==== Material provided
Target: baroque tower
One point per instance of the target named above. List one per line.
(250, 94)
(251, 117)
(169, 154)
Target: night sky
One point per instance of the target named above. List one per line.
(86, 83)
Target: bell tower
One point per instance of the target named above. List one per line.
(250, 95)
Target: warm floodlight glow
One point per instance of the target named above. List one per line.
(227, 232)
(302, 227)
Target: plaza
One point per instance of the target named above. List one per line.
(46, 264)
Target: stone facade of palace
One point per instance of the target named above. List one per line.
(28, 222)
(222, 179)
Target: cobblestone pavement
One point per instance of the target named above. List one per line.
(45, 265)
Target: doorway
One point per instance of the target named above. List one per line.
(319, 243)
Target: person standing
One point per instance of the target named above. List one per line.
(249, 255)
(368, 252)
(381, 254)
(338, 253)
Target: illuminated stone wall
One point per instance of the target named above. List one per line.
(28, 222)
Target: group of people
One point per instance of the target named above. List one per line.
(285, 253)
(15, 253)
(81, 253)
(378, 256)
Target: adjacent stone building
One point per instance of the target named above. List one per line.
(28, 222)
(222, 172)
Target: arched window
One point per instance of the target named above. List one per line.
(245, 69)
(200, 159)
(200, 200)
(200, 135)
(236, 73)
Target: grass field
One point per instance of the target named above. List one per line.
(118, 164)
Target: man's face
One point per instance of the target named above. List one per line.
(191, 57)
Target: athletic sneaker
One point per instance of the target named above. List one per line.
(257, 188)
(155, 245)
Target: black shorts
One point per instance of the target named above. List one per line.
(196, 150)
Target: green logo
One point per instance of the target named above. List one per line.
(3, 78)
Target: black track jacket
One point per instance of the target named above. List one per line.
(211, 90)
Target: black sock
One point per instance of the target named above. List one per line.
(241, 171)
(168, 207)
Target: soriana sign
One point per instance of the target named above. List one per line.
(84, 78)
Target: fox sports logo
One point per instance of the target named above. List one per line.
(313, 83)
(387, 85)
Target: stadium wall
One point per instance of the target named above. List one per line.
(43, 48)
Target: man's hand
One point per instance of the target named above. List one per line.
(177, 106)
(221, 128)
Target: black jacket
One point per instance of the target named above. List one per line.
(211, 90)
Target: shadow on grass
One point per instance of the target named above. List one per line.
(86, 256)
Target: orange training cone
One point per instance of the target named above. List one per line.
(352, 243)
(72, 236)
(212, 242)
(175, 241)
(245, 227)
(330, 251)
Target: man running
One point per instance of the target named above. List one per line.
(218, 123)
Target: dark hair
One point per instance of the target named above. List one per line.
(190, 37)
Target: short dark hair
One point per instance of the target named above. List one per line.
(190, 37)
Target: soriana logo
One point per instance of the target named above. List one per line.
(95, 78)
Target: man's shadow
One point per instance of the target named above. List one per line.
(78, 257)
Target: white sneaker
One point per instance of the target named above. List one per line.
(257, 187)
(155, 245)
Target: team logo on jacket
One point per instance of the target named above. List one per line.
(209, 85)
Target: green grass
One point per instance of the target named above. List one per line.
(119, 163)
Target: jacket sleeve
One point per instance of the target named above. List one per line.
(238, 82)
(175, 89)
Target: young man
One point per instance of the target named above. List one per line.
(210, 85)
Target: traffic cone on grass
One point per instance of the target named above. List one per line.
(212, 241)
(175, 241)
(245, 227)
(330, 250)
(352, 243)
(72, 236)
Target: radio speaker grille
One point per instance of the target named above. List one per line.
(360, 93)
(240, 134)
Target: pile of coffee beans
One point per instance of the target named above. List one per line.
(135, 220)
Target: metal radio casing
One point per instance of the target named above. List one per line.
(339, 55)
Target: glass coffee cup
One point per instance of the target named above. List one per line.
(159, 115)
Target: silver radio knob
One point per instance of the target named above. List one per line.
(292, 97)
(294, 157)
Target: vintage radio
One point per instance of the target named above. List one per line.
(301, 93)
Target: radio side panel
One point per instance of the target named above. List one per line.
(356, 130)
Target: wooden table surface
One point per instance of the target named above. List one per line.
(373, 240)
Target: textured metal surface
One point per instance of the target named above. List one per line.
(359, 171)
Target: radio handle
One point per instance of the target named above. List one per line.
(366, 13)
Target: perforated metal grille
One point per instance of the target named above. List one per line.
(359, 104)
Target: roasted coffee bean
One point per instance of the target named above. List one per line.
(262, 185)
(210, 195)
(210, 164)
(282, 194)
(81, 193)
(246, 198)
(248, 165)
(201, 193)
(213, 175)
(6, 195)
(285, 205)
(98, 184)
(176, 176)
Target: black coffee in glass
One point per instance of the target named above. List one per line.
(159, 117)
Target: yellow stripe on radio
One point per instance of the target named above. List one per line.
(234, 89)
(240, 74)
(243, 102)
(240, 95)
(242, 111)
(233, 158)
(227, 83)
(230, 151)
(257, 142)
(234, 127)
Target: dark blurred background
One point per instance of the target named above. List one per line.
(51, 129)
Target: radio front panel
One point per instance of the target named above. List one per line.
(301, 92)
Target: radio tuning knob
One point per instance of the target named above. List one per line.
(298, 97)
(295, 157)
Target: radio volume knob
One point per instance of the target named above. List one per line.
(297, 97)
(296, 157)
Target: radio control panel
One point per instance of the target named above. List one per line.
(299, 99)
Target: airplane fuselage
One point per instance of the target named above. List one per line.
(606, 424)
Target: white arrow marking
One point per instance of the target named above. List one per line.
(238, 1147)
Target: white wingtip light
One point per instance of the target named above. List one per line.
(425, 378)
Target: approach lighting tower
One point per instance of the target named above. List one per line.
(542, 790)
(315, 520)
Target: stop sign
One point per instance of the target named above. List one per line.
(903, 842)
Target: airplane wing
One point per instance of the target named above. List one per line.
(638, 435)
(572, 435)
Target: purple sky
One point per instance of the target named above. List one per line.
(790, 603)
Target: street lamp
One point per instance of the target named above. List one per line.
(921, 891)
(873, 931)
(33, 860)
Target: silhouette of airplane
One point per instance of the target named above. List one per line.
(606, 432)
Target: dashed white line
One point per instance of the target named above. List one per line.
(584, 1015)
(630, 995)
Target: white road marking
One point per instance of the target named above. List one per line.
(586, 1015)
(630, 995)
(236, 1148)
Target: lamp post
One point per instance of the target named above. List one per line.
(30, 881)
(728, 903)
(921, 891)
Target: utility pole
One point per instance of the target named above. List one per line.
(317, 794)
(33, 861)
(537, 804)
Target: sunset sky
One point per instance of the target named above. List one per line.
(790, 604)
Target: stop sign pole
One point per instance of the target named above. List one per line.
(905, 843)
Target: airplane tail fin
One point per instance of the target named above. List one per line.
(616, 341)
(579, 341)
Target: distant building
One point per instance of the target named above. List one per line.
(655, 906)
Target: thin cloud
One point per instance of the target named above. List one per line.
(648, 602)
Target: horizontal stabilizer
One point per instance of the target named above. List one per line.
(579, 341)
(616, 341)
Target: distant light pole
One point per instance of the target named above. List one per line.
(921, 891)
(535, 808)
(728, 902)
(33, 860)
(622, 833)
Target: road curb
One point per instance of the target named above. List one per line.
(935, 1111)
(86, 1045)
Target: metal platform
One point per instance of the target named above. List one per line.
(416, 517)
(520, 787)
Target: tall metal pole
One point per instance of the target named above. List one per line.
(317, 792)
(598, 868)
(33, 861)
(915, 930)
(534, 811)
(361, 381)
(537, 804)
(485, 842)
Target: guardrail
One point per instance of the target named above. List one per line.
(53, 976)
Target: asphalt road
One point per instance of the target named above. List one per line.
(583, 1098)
========
■ Brief
Return each line of the records above exactly as it reads.

■ Complete response
Target: baroque tower
One point per instance of the target named above. List one per line.
(250, 94)
(251, 117)
(169, 154)
Target: night sky
One point per instance of the target named above. List one per line.
(86, 83)
Target: bell tower
One point per instance of the target named above. List one per line.
(250, 95)
Target: warm floodlight glow
One point per instance of the target named above. List one per line.
(227, 232)
(302, 227)
Target: plaza
One point per instance of the target named above. List one per line.
(46, 264)
Target: stone facade of palace
One point per instance of the target named above. List one per line.
(28, 222)
(222, 179)
Target: cobblestone pavement
One point per instance of the target named above. List one per line.
(45, 265)
Target: doorway
One point per instance of the target named above. List one per line.
(319, 243)
Target: person standing
One point per instance of the target named above. List one per line.
(249, 255)
(368, 252)
(381, 254)
(338, 253)
Target: illuminated stone wall
One point per instance of the target named above. List one per line.
(28, 222)
Target: group of people
One point per instance of the target named above. List one per line.
(285, 253)
(15, 253)
(81, 253)
(378, 256)
Target: adjacent stone building
One point per instance of the target named above. List one per line.
(28, 222)
(222, 172)
Target: arched window
One point per instance of the target named above. List one per line.
(245, 69)
(200, 159)
(200, 200)
(200, 135)
(236, 73)
Target: grass field
One point per instance of the target named above. List one per line.
(118, 164)
Target: man's face
One point per instance of the target named above. List one per line.
(191, 57)
Target: athletic sneaker
One point per instance of the target named above. List one per line.
(257, 188)
(155, 245)
Target: black shorts
One point per instance of the target named above. List one per line.
(196, 150)
Target: green logo
One point per instance of the target named above. List one per line.
(3, 78)
Target: black track jacket
One point per instance of the target named above. List one per line.
(211, 90)
Target: black sock
One point per instance of the target named above. List one per line.
(241, 171)
(168, 207)
Target: soriana sign
One point per instance of the target named above. List one per line.
(84, 78)
Target: fox sports logo
One point per instance of the target named above. List one per line.
(313, 83)
(387, 85)
Target: stadium wall
One point per instance of the target named above. List one per line.
(43, 48)
Target: man's hand
One point per instance of the target named above. List one per line.
(177, 106)
(221, 128)
Target: black jacket
One point per instance of the target named above. List one per line.
(211, 90)
Target: shadow on grass
One point per instance of the target named above. List one per line.
(86, 256)
Target: orange training cone
One point per instance of the target named above. List one per line.
(352, 243)
(72, 236)
(212, 242)
(175, 241)
(245, 227)
(330, 251)
Target: man running
One point per instance of the target named above. List one per line.
(218, 123)
Target: dark hair
One point per instance of the target named above. List one per line.
(190, 37)
Target: short dark hair
One point per instance of the target named above. List one per line.
(190, 37)
Target: soriana logo
One point per instance of the target named above. List one per line.
(95, 78)
Target: man's shadow
One point per instance of the target named above. List one per line.
(78, 257)
Target: white sneaker
One point per instance of the target named above. List one per line.
(257, 187)
(155, 245)
Target: team logo on jacket
One point per instance of the target named above. List one per line.
(209, 85)
Target: green grass
One point per instance of the target named above. List one per line.
(119, 163)
Target: jacket sleeve
One point per instance of the target named above. List one per line.
(238, 82)
(175, 89)
Target: young man
One point per instance of the target named above. List one per line.
(210, 85)
Target: traffic cone on grass
One point per instance of the target named above. List one per line.
(212, 241)
(175, 241)
(245, 227)
(330, 250)
(352, 243)
(72, 236)
Target: radio speaker grille
One point per instance of the target named above. List one per line.
(360, 93)
(240, 134)
Target: pile of coffee beans
One point per instance of the target named above. List one per line.
(135, 220)
Target: metal radio casing
One point per instance of the target named above. List one per line.
(339, 55)
Target: glass coffee cup
One point per instance of the target named above. List one per line.
(159, 115)
Target: silver radio knob
One point per instance of the target named above. List one per line.
(292, 97)
(294, 157)
Target: vintage radio
One point per instance of the target named above. List one per line.
(301, 93)
Target: radio side panel
One point per instance of the target named above. List one per line.
(356, 130)
Target: wooden table surface
One point per instance of the target named above. List one per line.
(373, 240)
Target: textured metal surface
One point per instance of the target named above. List one per line.
(359, 171)
Target: radio handle
One point per instance of the target named above. List one per line.
(366, 13)
Target: perforated metal grille
One point per instance of the target named above. List one per line.
(359, 104)
Target: roasted coffee bean
One point per instance of the target named above. List one per line.
(262, 185)
(210, 195)
(210, 164)
(282, 194)
(81, 193)
(246, 198)
(248, 165)
(201, 193)
(213, 175)
(6, 195)
(285, 205)
(98, 184)
(176, 176)
Target: black coffee in glass
One point per instance of the target named above. List one per line.
(159, 117)
Target: yellow stripe on radio
One point per instance of the target named above. List one per line.
(234, 89)
(240, 74)
(243, 102)
(240, 95)
(242, 111)
(233, 158)
(227, 83)
(230, 151)
(257, 142)
(234, 127)
Target: dark blurred background
One point per instance of the target named above. List one per line.
(51, 129)
Target: radio front panel
One point per instance of the target named above. List one per line.
(301, 92)
Target: radio tuning knob
One point per instance of the target named above. List one per line.
(298, 97)
(295, 157)
Target: radio volume knob
One point per instance of the target named above. List one per line.
(297, 97)
(296, 157)
Target: radio control panel
One point per instance of the target named above. List one per line.
(299, 99)
Target: airplane fuselage
One point per instance of the target named above. List one per line.
(606, 424)
Target: white arrow marking
One point per instance of the target named above. List one per line.
(238, 1147)
Target: white wingtip light
One point per instance of the target named above. List one per line.
(425, 378)
Target: approach lighting tower
One point per instance of the target named above. List one per line.
(542, 790)
(315, 520)
Target: stop sign
One point per instance of the target named above. List one per line.
(903, 842)
Target: airplane wing
One point per instance of the target named above. List one per line.
(638, 435)
(572, 435)
Target: purple sky
One point per instance of the target named above. List one per line.
(790, 603)
Target: street lamp
One point per instance of the target named above. List one per line.
(921, 891)
(873, 931)
(33, 860)
Target: silhouette of airplane
One point per instance of the target named above. List one per line.
(606, 432)
Target: dashed white line
One point per instance of the target named above. List one per line.
(584, 1015)
(630, 995)
Target: white road marking
One point per instance of the target named above. List one per line.
(586, 1015)
(630, 995)
(236, 1148)
Target: lamp post
One point per instance of the target named above. List one per line.
(30, 881)
(728, 903)
(921, 891)
Target: utility pole
One point per instance of the target named above. List one per line.
(317, 794)
(33, 861)
(537, 804)
Target: sunset sky
One point per instance of the target named above. List one per line.
(790, 604)
Target: stop sign pole
One point per instance of the target named above. List one per line.
(905, 843)
Target: airplane tail fin
One point per instance of the target named above. List one per line.
(616, 341)
(579, 341)
Target: distant building
One point per instance of the target named above. List one per line.
(655, 906)
Target: thin cloud
One point per instance of the target named above. List one per line.
(648, 602)
Target: horizontal stabilizer
One point per instance of the target named above. List one per line.
(579, 341)
(616, 341)
Target: distant light pole
One point per instance of the target named above. List one per line.
(921, 891)
(535, 808)
(728, 902)
(33, 860)
(622, 833)
Target: road curb
One point per instance of the target named above. List one per line.
(935, 1111)
(86, 1045)
Target: metal platform
One point per instance of the target named above. List one per line.
(416, 517)
(520, 787)
Target: tall metal pole
One point per instance of the target named above. List one per line.
(317, 792)
(598, 868)
(33, 861)
(915, 930)
(534, 811)
(361, 381)
(537, 804)
(485, 842)
Target: guardrail
One point per instance of the target named above. List one per line.
(53, 976)
Target: asphalt road
One point per instance of the target named above. List one per line.
(583, 1098)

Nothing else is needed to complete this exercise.